My goodness, even my relentless cheerfulness is struggling as wave after wave of bad news on Covid-19 is broadcast each hour.
It is easy on the farm, busy with lambing, to ignore the devastating effect it is having on people. Hotspots seem far away in urban areas and the sun is shining.
There is lots of space in Cornwall and people are making the most of the weather to exercise, maybe even taking more exercise than they would normally.
With no tourists, our farm has very few walkers compared with normal and it is wonderful to have some peace.
I am feeling blessed that we have the space for the children to pretty much carry on as normal. The loss of the tearoom income is a shame, but I should be entitled to some Government help.
Self isolation comes fairly easy to farmers and I am so glad that I am not in a tiny house with little or no garden.
Social media is thriving and on local Facebook pages tempers are being tested; if it is not about second home owners, dog poo or camper vans, then it is farmers complaining about people using the footpaths.
My granny lived through two world wars and a flu pandemic, she was opinionated, political and born before her time.
When I said I was going to be a farmer she left me in no doubt about how she felt about farmers and their ability to make money out of crisis and suffering.
People with far more influence than me have said we will be judged on our actions and compassion in the coming weeks. It is not the time to demand to close footpaths and deny people something good in their difficult lives.
It is not a time to expect thanks for just doing your job. We may be seen as key workers but it is hardly frontline stuff like nursing or caring where they are, daily, putting their lives at risk.

_EXERCISE_
Continue the piece about farming in Cornwall during Covid-19, picking up after its last sentence.

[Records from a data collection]
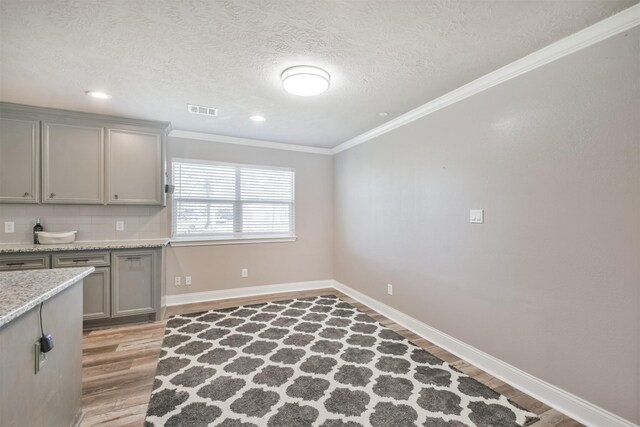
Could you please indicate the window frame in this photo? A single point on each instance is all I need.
(235, 236)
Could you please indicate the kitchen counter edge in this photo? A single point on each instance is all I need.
(17, 248)
(20, 291)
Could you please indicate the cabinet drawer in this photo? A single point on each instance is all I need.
(24, 262)
(80, 259)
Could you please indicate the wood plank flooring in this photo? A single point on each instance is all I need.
(119, 365)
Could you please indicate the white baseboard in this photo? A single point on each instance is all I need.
(561, 400)
(195, 297)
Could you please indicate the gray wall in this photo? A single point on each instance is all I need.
(309, 258)
(550, 283)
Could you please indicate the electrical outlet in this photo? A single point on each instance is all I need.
(476, 216)
(41, 358)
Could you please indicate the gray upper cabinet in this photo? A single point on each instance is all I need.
(72, 164)
(67, 157)
(19, 160)
(134, 167)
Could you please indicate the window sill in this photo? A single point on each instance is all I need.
(230, 241)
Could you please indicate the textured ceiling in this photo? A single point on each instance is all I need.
(155, 56)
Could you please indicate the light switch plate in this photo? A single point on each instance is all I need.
(476, 216)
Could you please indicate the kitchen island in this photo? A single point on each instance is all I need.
(41, 390)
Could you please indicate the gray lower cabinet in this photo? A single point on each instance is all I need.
(96, 297)
(135, 275)
(126, 283)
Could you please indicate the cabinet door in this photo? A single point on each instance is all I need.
(96, 294)
(134, 283)
(72, 164)
(134, 167)
(19, 160)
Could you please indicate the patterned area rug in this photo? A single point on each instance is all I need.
(315, 361)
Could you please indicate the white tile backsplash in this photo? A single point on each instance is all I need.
(91, 222)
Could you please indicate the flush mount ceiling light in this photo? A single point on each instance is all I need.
(98, 95)
(305, 80)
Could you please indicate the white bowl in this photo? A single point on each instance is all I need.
(55, 238)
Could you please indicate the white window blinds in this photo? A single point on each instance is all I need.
(226, 201)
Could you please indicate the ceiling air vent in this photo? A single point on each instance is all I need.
(200, 109)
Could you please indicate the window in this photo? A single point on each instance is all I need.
(215, 201)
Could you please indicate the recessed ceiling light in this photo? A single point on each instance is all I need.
(98, 95)
(305, 80)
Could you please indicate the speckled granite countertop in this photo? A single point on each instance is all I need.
(20, 291)
(83, 246)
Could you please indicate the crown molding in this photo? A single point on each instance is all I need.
(602, 30)
(186, 134)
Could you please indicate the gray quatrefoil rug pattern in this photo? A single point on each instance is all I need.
(314, 361)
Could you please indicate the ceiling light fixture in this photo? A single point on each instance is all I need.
(305, 80)
(98, 95)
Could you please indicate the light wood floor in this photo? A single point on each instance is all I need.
(119, 366)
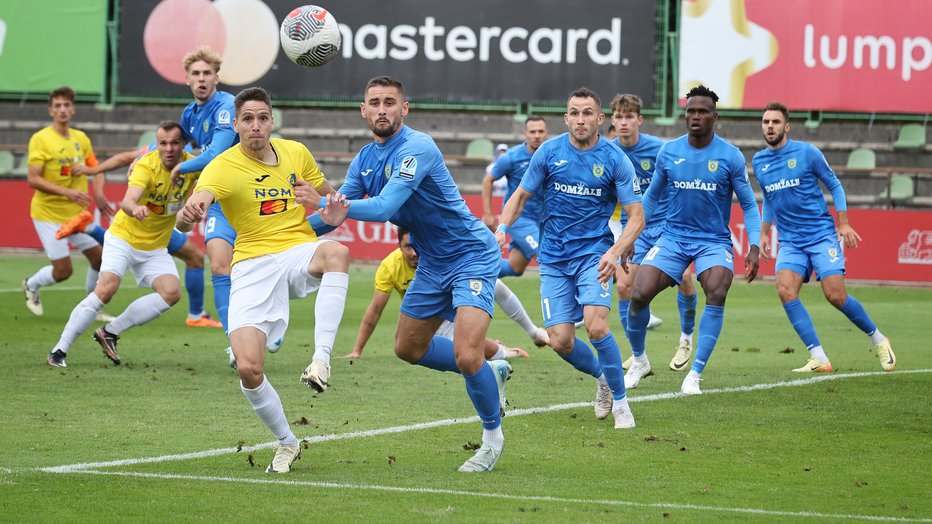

_ANSWER SPACE_
Maybe it is just a time to shut up and accept we are all in this together while doing what we are best at: producing good food.
The economy and political landscape in the last few weeks has shifted so far and I know the NFU and our other industry bodies are working hard to make sure that farming is recognised as crucial in this crisis, but we just need to be mindful that history looks at us kindly.
I am worried for my family, for my 90-year-old father and also for my 21-year-old daughter who is working on-farm miles away. I am worried about lack of money, poor prices and what on earth is going to happen next.
There is not much I can do about most of it except to keep lambing, but I am able to show some compassion to my community and not rant if they stray off the footpath.
I can also educate some of the children on their walks with signs explaining what is going on in the fields.
And at least we can all celebrate that veganism seems to have been dropped as the BBC’s favourite topic.
Stay safe, both from Covid-19 but also work safely in this busy time.